[BEGIN Extract provided]

Re: [PATCH v4 04/14] KVM: s390: pv: avoid stalls when making pages secure

From: Christian Borntraeger
Date: Tue Aug 31 2021 - 11:11:25 EST




On 31.08.21 17:00, Claudio Imbrenda wrote:
On Tue, 31 Aug 2021 16:32:24 +0200
Christian Borntraeger <borntraeger@xxxxxxxxxx> wrote:

On 18.08.21 15:26, Claudio Imbrenda wrote:
Improve make_secure_pte to avoid stalls when the system is heavily
overcommitted. This was especially problematic in kvm_s390_pv_unpack,
because of the loop over all pages that needed unpacking.

Due to the locks being held, it was not possible to simply replace
uv_call with uv_call_sched. A more complex approach was
needed, in which uv_call is replaced with __uv_call, which does not
loop. When the UVC needs to be executed again, -EAGAIN is returned, and
the caller (or its caller) will try again.

When -EAGAIN is returned, the path is the same as when the page is in
writeback (and the writeback check is also performed, which is
harmless).

To me it looks like
handle_pv_uvc does not handle EAGAIN but also calls into this code. Is this code
path ok or do we need to change something here?

[END Extract provided]
[BEGIN Source material]

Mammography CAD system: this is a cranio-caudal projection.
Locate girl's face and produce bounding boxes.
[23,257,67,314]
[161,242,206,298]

[END Source material]

## To be done
Copy out everything from "From: Christian Borntraeger" down to "that needed unpacking." in the KVM patch reply above, word for word.

## Completed task
From: Christian Borntraeger
Date: Tue Aug 31 2021 - 11:11:25 EST




On 31.08.21 17:00, Claudio Imbrenda wrote:
On Tue, 31 Aug 2021 16:32:24 +0200
Christian Borntraeger <borntraeger@xxxxxxxxxx> wrote:

On 18.08.21 15:26, Claudio Imbrenda wrote:
Improve make_secure_pte to avoid stalls when the system is heavily
overcommitted. This was especially problematic in kvm_s390_pv_unpack,
because of the loop over all pages that needed unpacking.